-------- Text --------
Always include all destinations #1399

petewall · 2025-04-01T22:24:28Z

Also, move destination configs to the end, they're the least interesting, typically.

Move destination configs to the end, they're the least interesting, typically. Signed-off-by: Pete Wall <pete.wall@grafana.com>

Signed-off-by: Pete Wall <pete.wall@grafana.com>

stefanandres · 2025-04-22T12:31:44Z

@petewall Is there any specific reason why you added to add all destinations to all deployments?

e.g. now our alloy-logs deployment also got prometheus and otel/traces configurations and one of our configurations is broken due to that

===== /ConfigMap monitoring-dev/monitoring-dev-alloy-logs ======
4,23d3
<     // Destination: logs_service (loki)
<     otelcol.exporter.loki "logs_service" {
<       forward_to = [loki.write.logs_service.receiver]
<     }
< 
<     loki.write "logs_service" {
<       endpoint {
<         url = "http://loki-central-gateway.loki-central.svc.cluster.local/loki/api/v1/push"
<         tls_config {
<           insecure_skip_verify = false
<         }
<         min_backoff_period = "500ms"
<         max_backoff_period = "5m"
<         max_backoff_retries = "0"
<       }
<       external_labels = {
<         "cluster" = "dev-us-east-1",
<         "k8s_cluster_name" = "dev-us-east-1",
<       }
<     }
256a237,355
>       }
>     }
>     // Destination: metrics_service (prometheus)
>     otelcol.exporter.prometheus "metrics_service" {
>       add_metric_suffixes = true
>       forward_to = [prometheus.remote_write.metrics_service.receiver]
>     }
> 
>     prometheus.remote_write "metrics_service" {
>       endpoint {
>         url = "http://mimir-central-nginx.mimir-central.svc.cluster.local/api/v1/push"
--------
#### [Brief 1]
Answer these questions about the thread, one per line:
(a) Besides including all destinations, where does the change move destination configs?
(b) According to stefanandres, which deployment now also got prometheus and otel/traces configurations?
(c) What value is set for max_backoff_period in the loki.write "logs_service" endpoint?
-------- Material provided --------
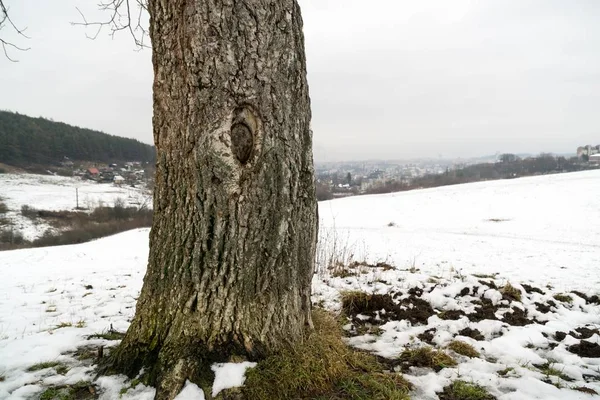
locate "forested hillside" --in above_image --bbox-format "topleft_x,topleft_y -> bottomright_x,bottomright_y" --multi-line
0,111 -> 155,166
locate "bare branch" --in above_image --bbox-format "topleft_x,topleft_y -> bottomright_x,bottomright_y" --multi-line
71,0 -> 150,50
0,0 -> 31,62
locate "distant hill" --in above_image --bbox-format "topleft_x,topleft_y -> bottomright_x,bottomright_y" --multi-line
0,111 -> 156,166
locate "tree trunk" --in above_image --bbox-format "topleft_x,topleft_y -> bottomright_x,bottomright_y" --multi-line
103,0 -> 317,399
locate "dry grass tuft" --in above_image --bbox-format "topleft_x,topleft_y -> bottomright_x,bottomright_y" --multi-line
448,340 -> 480,358
243,309 -> 411,400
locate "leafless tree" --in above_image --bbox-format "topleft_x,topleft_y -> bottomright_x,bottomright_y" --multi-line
71,0 -> 150,50
0,0 -> 29,62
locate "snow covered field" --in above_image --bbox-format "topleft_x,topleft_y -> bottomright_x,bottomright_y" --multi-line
0,171 -> 600,400
0,174 -> 152,240
319,170 -> 600,290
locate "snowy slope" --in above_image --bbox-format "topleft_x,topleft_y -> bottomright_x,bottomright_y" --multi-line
0,174 -> 152,240
319,170 -> 600,290
0,171 -> 600,400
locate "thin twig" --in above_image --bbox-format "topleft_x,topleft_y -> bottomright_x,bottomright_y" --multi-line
0,0 -> 31,62
71,0 -> 150,49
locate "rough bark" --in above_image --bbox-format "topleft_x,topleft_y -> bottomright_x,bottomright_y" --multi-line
102,0 -> 317,399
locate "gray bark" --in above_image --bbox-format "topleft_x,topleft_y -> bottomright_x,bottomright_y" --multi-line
107,0 -> 317,399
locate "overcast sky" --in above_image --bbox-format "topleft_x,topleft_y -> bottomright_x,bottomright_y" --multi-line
0,0 -> 600,161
--------
#### [Brief 2]
Return every line of the records that contains the string "tree".

#### [Correct response 1]
(a) To the end.
(b) The alloy-logs deployment.
(c) "5m"

#### [Correct response 2]
locate "tree trunk" --in above_image --bbox-format "topleft_x,topleft_y -> bottomright_x,bottomright_y" --multi-line
locate "leafless tree" --in above_image --bbox-format "topleft_x,topleft_y -> bottomright_x,bottomright_y" --multi-line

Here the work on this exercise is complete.